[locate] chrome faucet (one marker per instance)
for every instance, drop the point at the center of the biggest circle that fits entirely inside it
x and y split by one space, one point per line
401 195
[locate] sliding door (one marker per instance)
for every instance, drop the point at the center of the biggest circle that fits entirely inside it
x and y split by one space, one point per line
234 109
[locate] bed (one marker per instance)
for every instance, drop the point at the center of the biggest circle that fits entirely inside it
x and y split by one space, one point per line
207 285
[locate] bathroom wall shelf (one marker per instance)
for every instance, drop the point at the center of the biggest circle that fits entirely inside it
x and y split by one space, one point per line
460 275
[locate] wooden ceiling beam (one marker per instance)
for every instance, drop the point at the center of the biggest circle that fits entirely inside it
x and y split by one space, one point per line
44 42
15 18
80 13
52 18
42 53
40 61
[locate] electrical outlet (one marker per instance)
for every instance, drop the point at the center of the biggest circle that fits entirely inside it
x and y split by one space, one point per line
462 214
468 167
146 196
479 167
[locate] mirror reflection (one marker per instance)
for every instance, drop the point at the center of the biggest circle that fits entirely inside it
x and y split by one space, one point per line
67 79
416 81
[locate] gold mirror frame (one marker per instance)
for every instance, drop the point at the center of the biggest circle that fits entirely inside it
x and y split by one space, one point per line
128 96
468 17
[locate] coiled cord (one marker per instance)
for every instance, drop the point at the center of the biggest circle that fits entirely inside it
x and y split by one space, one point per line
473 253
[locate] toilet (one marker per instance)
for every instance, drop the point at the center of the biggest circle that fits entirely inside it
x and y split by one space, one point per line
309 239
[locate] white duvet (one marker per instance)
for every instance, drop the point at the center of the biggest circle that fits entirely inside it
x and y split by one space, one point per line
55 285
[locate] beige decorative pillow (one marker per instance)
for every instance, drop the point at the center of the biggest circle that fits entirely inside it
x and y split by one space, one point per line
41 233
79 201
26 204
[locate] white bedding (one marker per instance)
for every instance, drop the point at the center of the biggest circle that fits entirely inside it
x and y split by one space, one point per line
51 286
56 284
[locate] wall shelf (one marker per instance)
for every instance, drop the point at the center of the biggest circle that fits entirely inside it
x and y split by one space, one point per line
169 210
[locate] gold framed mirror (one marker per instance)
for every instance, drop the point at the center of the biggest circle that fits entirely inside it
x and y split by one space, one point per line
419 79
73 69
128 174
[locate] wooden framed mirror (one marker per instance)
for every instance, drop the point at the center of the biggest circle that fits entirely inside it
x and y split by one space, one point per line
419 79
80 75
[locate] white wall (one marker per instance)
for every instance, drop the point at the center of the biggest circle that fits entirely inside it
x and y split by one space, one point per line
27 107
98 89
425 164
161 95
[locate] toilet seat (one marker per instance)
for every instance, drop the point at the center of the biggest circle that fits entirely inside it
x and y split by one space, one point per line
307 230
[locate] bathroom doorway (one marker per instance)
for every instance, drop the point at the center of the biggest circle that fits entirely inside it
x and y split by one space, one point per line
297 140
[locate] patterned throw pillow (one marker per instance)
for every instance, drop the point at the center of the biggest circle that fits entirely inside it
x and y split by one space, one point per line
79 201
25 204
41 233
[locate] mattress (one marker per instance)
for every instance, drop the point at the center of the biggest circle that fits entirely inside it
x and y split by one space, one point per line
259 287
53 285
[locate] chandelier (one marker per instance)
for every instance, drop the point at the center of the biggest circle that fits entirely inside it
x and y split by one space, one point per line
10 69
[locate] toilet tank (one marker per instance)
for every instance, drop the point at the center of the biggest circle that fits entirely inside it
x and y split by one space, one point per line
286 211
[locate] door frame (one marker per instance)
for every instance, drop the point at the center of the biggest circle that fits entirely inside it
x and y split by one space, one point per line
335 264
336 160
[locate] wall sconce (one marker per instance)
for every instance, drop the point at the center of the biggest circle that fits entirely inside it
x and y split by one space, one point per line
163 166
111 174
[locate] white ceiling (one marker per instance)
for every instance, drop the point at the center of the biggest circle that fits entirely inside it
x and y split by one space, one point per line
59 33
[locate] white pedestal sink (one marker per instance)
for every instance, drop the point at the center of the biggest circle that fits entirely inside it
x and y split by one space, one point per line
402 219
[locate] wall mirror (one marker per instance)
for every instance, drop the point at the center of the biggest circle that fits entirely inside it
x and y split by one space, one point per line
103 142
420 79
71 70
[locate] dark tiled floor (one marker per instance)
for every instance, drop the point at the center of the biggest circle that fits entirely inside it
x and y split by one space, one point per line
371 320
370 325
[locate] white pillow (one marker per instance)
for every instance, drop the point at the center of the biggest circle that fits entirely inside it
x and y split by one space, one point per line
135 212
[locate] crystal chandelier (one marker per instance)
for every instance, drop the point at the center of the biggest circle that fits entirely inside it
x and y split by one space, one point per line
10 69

■ WHAT TO WORK ON
For every line of the records that has the word "ceiling" in it, make a copy.

■ YOUR RESPONSE
[locate] wooden ceiling beam (one marker per instance)
[locate] white ceiling (one marker per instance)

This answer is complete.